### WHAT THE EXERCISE ASKS:
Reproduce verbatim the stretch of the material below from the line containing "Please look at the image and locate the calm" through the line containing "(0, 0), (626, 351)", with both of those lines included.

- - -

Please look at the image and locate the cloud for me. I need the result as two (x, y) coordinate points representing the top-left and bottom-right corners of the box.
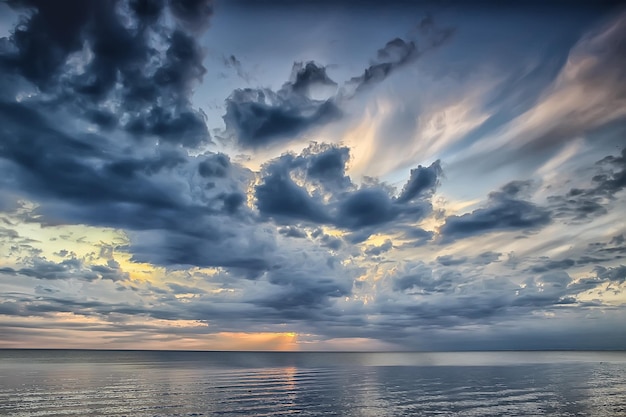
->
(255, 144), (442, 237)
(439, 182), (552, 242)
(0, 255), (129, 281)
(347, 17), (455, 94)
(223, 19), (454, 150)
(548, 148), (626, 222)
(0, 0), (210, 147)
(223, 62), (341, 149)
(458, 13), (626, 168)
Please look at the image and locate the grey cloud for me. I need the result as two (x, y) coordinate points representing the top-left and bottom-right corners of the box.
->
(473, 251), (502, 265)
(437, 255), (467, 266)
(365, 239), (393, 256)
(530, 259), (576, 273)
(278, 226), (306, 238)
(223, 19), (454, 149)
(0, 0), (210, 147)
(348, 17), (455, 93)
(439, 180), (552, 242)
(255, 144), (441, 239)
(548, 148), (626, 222)
(397, 160), (443, 203)
(223, 62), (341, 149)
(0, 252), (128, 281)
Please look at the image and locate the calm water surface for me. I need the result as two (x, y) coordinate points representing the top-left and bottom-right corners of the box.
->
(0, 350), (626, 417)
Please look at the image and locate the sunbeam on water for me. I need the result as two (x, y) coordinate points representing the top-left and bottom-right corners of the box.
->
(0, 350), (626, 417)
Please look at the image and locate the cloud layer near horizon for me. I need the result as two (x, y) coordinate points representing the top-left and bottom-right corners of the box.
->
(0, 0), (626, 349)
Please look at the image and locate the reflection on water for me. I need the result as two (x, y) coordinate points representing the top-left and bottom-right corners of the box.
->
(0, 350), (626, 417)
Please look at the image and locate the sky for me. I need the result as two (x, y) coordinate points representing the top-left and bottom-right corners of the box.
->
(0, 0), (626, 351)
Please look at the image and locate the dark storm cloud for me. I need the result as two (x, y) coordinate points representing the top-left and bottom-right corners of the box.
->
(473, 252), (502, 265)
(223, 62), (341, 149)
(255, 144), (441, 237)
(223, 18), (454, 149)
(548, 148), (626, 222)
(348, 17), (454, 92)
(0, 252), (128, 281)
(397, 161), (443, 203)
(278, 226), (306, 238)
(0, 0), (210, 147)
(439, 182), (552, 242)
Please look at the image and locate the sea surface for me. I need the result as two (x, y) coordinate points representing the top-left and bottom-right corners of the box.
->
(0, 350), (626, 417)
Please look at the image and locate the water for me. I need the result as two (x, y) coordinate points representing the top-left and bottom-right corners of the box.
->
(0, 350), (626, 417)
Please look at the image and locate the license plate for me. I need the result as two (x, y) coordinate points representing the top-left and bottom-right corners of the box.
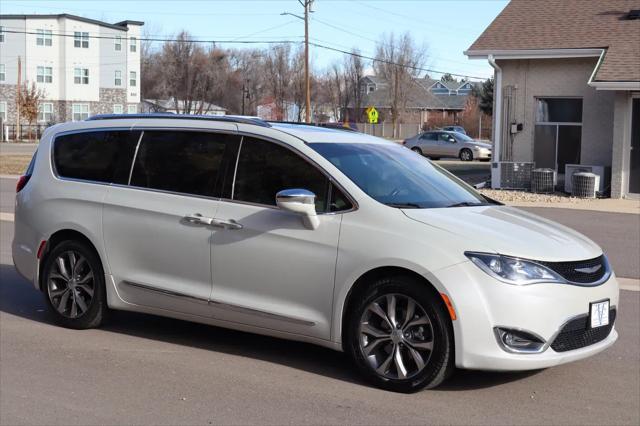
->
(589, 300), (609, 328)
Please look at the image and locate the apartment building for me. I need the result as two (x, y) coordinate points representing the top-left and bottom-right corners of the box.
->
(0, 14), (144, 125)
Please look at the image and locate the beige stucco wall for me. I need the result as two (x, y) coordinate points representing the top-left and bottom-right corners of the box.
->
(497, 58), (615, 166)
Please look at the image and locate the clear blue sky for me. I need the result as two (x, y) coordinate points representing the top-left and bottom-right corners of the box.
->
(0, 0), (508, 77)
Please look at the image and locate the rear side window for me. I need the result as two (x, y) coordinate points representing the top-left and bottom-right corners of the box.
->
(420, 133), (437, 141)
(131, 130), (238, 196)
(233, 137), (329, 212)
(53, 130), (140, 185)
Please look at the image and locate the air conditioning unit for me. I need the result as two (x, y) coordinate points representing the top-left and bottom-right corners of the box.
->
(499, 161), (533, 189)
(571, 172), (600, 198)
(531, 169), (556, 194)
(564, 164), (610, 194)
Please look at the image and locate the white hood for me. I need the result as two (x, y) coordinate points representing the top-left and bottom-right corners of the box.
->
(403, 206), (602, 262)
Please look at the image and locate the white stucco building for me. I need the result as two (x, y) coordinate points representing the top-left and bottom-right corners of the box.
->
(0, 14), (144, 125)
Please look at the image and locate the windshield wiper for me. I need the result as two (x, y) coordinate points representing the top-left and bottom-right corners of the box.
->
(384, 203), (422, 209)
(446, 201), (491, 207)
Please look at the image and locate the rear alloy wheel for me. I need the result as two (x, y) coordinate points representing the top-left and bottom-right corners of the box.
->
(343, 277), (454, 392)
(43, 241), (107, 329)
(460, 148), (473, 161)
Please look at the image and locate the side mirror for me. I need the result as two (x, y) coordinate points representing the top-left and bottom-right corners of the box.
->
(276, 189), (320, 229)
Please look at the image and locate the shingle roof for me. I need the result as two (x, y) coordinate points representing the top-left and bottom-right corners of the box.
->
(468, 0), (640, 82)
(360, 78), (468, 110)
(0, 13), (144, 31)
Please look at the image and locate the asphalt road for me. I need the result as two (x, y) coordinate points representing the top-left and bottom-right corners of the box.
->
(0, 179), (640, 425)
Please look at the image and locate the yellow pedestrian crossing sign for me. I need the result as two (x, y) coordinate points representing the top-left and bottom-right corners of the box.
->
(367, 107), (378, 124)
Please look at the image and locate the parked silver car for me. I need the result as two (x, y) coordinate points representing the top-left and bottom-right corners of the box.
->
(442, 126), (467, 135)
(404, 130), (491, 161)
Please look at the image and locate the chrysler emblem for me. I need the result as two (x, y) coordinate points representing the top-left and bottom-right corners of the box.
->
(574, 265), (602, 274)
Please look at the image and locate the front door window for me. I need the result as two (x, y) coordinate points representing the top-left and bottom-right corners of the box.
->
(533, 98), (582, 175)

- - -

### EXERCISE OUTPUT:
Please look at the image and locate the calm water surface for me. I need the result as two (x, y) coordinate points representing the top-left and bottom-right corners of the box.
->
(0, 350), (626, 417)
Please look at the image and locate the sunbeam on water for me. I need the result as two (x, y) coordinate points representing the top-left and bottom-right corners of the box.
->
(0, 350), (626, 417)
Please look at the image and locate the cloud layer near horizon for me. I need the result as two (x, y) coordinate points representing the top-left and bottom-right corners of the box.
->
(0, 0), (626, 349)
Please look at the image and locate the reflection on water for me. I need the result as two (x, y) coordinate points representing the top-left and bottom-right corners of the box.
->
(0, 350), (626, 417)
Please look at the image and locate the sky for me. I need the result as two (x, y) coordinate points representing the top-left and bottom-right corners of the box.
->
(0, 0), (626, 351)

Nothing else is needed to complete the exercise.